## EXTRACTED TEXT
start

HK Stablecoin Major Test "Score Release" Imminent — Who Can "Make It" Ashore in One Battle?

Written by: Xiao Sa Legal Team

Recently, the Hong Kong Monetary Authority and the Legislative Council have sent clear signals that the first batch of stablecoin licenses is entering the final review stage, with official issuance expected before the end of March. As soon as the news broke, it instantly flooded the crypto community. It’s important to note that previously, the biggest confusion in the crypto world was the lack of regulations in the stablecoin sector—either operating without licenses at the risk of legal issues or wanting to enter the market but lacking clear regulatory guidance, watching opportunities slip away helplessly.

Since the Stablecoin Ordinance took effect in August 2025, Hong Kong has been actively advancing license approvals. The upcoming issuance of the first batch of licenses aims to address the chaos and regulatory ambiguity in the stablecoin industry, establishing clear procedures for license applications, compliant operations, and risk management. Today, the Xiao Sa team will discuss the current situation of Hong Kong’s first stablecoin licenses, the practical effects after issuance, and the opportunities and pitfalls for industry practitioners and investors. Let’s explore in detail.

  1. Why is Hong Kong accelerating the issuance of stablecoin licenses?

end

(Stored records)

start

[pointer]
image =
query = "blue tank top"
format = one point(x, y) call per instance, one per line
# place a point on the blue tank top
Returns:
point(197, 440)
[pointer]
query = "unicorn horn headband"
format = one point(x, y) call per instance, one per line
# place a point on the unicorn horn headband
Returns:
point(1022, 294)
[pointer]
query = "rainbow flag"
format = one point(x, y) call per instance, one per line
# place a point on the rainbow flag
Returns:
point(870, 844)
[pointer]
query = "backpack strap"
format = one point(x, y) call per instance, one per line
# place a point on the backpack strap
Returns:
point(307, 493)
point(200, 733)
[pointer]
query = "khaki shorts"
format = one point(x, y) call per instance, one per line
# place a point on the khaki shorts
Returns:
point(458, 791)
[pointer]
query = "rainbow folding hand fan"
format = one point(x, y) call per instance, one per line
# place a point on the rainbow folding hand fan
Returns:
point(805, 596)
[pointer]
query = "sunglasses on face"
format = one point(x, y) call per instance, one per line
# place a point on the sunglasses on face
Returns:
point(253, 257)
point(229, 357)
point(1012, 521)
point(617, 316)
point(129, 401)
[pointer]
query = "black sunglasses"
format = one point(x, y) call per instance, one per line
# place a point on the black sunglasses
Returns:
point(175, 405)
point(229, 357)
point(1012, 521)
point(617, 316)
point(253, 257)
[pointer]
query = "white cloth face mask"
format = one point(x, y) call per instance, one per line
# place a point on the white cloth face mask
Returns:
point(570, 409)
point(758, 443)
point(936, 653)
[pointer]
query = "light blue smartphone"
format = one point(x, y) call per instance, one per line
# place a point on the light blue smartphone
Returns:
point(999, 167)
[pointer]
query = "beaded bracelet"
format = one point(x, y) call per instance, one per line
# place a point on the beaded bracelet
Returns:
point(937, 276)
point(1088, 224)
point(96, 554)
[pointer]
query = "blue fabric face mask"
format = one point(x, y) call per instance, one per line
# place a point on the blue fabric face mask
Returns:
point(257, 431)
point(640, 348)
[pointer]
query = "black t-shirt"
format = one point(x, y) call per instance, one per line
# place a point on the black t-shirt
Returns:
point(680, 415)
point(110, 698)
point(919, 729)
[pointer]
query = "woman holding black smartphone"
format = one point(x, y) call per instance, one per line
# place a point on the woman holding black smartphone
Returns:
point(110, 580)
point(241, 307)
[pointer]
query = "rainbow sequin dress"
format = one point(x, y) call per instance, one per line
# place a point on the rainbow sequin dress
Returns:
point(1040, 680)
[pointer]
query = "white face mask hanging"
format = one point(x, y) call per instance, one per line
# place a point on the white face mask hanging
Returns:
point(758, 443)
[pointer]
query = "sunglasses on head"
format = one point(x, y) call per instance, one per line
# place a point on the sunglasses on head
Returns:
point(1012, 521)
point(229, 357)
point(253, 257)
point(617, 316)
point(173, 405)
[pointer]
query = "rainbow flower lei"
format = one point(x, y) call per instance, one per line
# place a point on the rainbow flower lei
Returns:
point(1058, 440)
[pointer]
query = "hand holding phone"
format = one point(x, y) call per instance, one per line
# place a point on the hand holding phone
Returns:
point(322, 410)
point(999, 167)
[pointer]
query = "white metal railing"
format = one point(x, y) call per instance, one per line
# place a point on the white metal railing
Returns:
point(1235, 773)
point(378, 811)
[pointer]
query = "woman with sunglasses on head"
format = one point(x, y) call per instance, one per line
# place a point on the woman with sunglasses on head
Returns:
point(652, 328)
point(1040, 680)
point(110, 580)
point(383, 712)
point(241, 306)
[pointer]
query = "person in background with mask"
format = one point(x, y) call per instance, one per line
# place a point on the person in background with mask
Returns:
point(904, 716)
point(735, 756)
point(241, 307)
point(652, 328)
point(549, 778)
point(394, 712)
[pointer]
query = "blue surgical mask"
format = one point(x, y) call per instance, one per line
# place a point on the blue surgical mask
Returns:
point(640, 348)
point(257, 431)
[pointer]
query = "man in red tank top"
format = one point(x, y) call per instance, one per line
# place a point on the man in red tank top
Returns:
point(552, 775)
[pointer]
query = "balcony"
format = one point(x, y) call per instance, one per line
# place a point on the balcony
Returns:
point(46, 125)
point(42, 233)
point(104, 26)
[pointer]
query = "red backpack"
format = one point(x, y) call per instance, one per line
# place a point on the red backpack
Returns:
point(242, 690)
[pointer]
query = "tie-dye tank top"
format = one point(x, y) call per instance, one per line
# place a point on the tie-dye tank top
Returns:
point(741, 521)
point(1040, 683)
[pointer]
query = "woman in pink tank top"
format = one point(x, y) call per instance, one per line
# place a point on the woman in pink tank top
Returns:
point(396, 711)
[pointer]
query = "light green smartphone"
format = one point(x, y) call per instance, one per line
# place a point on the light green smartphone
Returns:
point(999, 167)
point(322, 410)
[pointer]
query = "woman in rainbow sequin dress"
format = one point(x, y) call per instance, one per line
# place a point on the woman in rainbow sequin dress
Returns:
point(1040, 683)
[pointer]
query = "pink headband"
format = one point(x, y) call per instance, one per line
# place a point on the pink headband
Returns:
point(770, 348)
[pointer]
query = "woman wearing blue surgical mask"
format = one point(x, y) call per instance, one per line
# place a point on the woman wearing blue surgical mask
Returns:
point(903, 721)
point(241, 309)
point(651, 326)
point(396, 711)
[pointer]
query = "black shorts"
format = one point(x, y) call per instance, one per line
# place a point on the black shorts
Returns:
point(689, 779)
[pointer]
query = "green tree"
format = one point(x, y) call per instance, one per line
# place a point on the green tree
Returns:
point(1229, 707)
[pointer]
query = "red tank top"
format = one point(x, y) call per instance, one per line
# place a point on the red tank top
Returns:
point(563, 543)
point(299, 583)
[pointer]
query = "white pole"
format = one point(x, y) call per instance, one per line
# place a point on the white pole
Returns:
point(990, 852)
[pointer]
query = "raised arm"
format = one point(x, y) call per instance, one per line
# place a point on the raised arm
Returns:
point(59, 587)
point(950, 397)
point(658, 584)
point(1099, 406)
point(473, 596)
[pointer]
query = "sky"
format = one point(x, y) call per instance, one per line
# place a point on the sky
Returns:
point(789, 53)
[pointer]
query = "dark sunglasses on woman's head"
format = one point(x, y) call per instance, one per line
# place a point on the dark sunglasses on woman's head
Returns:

end

## AIM
According to the article on Hong Kong stablecoin licenses, when did the Stablecoin Ordinance take effect?

## COMPLETED TASK
August 2025